Source extract:

By Adam Atlas
Attorney at Law
The PCI Security Standards Council developed a set of security standards to protect cardholder data. We have all heard examples of security breaches at merchants both large and small. These breaches, which often involve stealing cardholder information, result in fraud on the card-issuing system.
The liability for that fraud is carried by all the participants in the network, including the merchant, POS provider, gateway, processor, ISO, acquiring bank, payment network, issuer and cardholder.
Yet to make cards as easy as possible to use, the network tries, wherever possible, to avoid making consumers liable for fraud, except when the consumers, themselves, are the perpetrators of the fraud.
For security or revenue purposes, or both, the payment brands have instituted fines on merchants for security breaches and Payment Card Industry (PCI) Data Security Standard (DSS) noncompliance that have been very costly for the merchants.
For example, my firm advised a pizza restaurant that unknowingly stored 15,000 credit card numbers on a server in its back room. After criminals from overseas hacked into the server and stole the numbers, the restaurant was fined over $300,000 by a payment brand for PCI noncompliance and the breach. The fine put the restaurant out of business.
It was never revealed to the merchant to what extent the stolen cards were used, if at all. In other words, the process of ascertaining and levying these fines does not take into account the actual fraud committed. Instead, the fine is often calculated as a function of the cost of replacing the stolen card numbers, which is about $36 per card account.
The disconnect between the total amounts of fines levied and the harm done implies that business factors drive the magnitude of the fines, rather than just an interest in maintaining security and repairing the wrong done by a breach.
A semblance of PCI compliance is achieved when a merchant completes a self-assessment questionnaire that helps the merchant identify PCI issues. All merchants are supposed to complete these questionnaires. Anecdotally, only about 20 percent have done so.
This means a majority of merchants have failed to take the first step toward being PCI compliant.
The big question for our industry is how to deal with this mass of merchants who, for any number of reasons, just don't bother to begin compliance efforts. Considerable factors may be that some of these merchants are new to America, not fluent in English or too busy to spend time on technical questionnaires.

Dataset content:
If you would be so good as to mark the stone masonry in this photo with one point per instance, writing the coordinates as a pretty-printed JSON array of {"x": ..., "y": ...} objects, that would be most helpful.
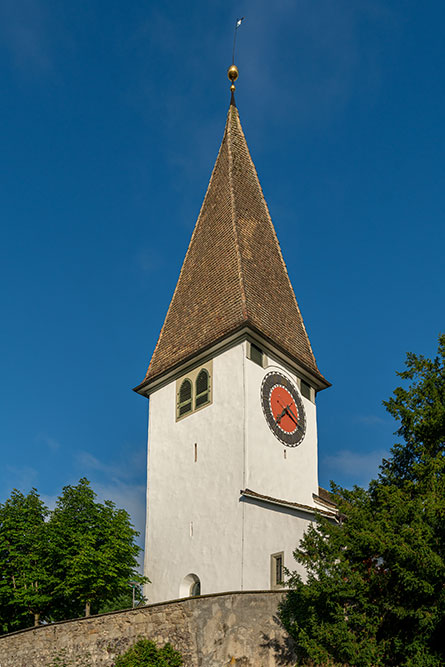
[{"x": 210, "y": 631}]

Exercise goal:
Duplicate everything in the PCI compliance article from "The liability for" down to "issuer and cardholder.". The data that comes next bears no relation to the article on PCI security standards.

Answer in full:
The liability for that fraud is carried by all the participants in the network, including the merchant, POS provider, gateway, processor, ISO, acquiring bank, payment network, issuer and cardholder.